= Text excerpt =
================================
In [None]:
# Initialize Otter
import otter
grader = otter.Notebook("project1c.ipynb")

# Project 1: World Population and Poverty

In this project, you'll explore data from [Gapminder.org](http://gapminder.org), a website dedicated to providing a fact-based view of the world and how it has changed. That site includes several data visualizations and presentations, but also publishes the raw data that we will use in this project to recreate and extend some of their most famous visualizations.

The Gapminder website collects data from many sources and compiles them into tables that describe many countries around the world. All of the data they aggregate are published in the [Systema Globalis](https://github.com/open-numbers/ddf--gapminder--systema_globalis/blob/master/README.md). Their goal is "to compile all public statistics; Social, Economic and Environmental; into a comparable total dataset." All data sets in this project are copied directly from the Systema Globalis without any changes.
================================
Copy everything in the Gapminder project notebook from "In this project, you'll" down to "most famous visualizations.", renaming "visualizations" to "graphics" wherever it appears.

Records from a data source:
================================
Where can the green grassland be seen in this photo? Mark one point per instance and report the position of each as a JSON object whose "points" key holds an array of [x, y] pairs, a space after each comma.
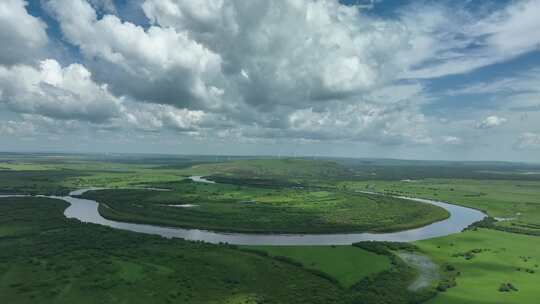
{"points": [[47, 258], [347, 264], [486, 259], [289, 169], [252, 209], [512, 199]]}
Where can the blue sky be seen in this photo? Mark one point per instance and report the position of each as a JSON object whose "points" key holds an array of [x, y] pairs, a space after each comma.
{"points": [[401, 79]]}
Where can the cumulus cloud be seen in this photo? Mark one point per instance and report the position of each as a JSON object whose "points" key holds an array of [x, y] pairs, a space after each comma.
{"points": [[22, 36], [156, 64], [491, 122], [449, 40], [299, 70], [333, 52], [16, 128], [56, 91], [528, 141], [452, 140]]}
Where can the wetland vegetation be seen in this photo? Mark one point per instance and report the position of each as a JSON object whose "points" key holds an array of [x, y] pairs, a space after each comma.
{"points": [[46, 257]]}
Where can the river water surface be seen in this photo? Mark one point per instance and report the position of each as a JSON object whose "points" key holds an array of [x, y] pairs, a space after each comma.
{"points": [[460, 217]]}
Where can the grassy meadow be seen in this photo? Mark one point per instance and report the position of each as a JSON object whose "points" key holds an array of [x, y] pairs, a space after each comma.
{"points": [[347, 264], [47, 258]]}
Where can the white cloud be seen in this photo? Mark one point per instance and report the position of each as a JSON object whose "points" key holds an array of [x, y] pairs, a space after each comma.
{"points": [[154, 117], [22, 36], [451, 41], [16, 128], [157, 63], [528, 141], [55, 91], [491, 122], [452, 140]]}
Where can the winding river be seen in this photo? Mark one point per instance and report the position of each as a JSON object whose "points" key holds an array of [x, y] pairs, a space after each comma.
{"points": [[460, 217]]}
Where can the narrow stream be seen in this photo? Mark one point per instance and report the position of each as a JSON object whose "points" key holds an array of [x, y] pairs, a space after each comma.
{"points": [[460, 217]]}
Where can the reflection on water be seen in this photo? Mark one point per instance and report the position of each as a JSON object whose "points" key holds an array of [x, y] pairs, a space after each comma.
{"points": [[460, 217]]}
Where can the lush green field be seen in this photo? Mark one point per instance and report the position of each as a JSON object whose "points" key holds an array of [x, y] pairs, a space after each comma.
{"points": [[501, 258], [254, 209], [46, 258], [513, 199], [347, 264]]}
================================
= Task output =
In this project, you'll explore data from [Gapminder.org](http://gapminder.org), a website dedicated to providing a fact-based view of the world and how it has changed. That site includes several data graphics and presentations, but also publishes the raw data that we will use in this project to recreate and extend some of their most famous graphics.